- THE PROBLEM
Display every line of the material below that contains the string "doughnut".

Dataset rows:
++++++++

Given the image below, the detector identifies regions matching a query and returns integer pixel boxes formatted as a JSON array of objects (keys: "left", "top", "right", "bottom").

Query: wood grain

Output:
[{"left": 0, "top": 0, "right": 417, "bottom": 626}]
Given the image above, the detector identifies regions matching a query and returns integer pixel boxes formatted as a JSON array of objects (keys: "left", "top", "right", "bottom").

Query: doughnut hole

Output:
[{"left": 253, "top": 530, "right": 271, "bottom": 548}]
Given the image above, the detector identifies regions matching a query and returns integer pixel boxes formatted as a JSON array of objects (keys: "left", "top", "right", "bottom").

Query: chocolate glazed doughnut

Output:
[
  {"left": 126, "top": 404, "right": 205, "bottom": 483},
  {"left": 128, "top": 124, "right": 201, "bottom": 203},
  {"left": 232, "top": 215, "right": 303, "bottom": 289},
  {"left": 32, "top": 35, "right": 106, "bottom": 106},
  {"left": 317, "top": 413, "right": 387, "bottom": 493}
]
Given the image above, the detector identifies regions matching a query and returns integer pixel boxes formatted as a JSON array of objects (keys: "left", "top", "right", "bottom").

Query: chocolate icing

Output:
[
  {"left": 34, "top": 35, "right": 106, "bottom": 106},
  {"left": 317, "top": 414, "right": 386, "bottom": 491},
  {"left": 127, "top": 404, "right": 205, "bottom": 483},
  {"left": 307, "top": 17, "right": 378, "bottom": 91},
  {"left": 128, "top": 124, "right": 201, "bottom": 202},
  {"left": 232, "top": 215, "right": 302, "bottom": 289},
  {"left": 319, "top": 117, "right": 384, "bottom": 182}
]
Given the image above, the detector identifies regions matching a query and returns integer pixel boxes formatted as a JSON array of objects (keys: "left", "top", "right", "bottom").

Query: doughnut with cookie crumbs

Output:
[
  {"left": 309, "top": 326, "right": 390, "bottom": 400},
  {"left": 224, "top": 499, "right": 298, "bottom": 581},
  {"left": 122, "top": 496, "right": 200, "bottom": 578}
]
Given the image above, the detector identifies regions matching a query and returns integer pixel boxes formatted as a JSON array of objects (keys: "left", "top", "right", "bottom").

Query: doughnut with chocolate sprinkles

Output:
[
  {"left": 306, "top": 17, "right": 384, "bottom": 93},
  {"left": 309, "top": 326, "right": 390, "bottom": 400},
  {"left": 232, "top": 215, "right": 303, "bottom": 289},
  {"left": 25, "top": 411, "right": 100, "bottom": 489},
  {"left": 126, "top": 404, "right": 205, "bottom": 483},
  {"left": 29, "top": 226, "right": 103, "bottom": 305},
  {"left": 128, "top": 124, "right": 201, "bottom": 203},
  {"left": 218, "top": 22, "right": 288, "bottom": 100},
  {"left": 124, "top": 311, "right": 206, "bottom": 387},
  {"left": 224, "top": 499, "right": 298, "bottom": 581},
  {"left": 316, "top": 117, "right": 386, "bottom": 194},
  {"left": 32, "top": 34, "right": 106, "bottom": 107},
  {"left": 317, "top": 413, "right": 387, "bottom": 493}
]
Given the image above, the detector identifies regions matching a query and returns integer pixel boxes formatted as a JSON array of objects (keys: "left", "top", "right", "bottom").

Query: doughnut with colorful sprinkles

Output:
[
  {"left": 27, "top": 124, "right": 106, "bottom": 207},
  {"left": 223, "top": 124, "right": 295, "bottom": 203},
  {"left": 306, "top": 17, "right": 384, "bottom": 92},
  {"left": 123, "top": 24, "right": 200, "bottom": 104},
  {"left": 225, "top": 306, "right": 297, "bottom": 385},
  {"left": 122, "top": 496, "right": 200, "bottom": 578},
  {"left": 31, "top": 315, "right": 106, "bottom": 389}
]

++++++++

- ANSWER
Query: doughnut hole
Query: chocolate glazed doughnut
Query: doughnut with cookie crumbs
Query: doughnut with chocolate sprinkles
Query: doughnut with colorful sprinkles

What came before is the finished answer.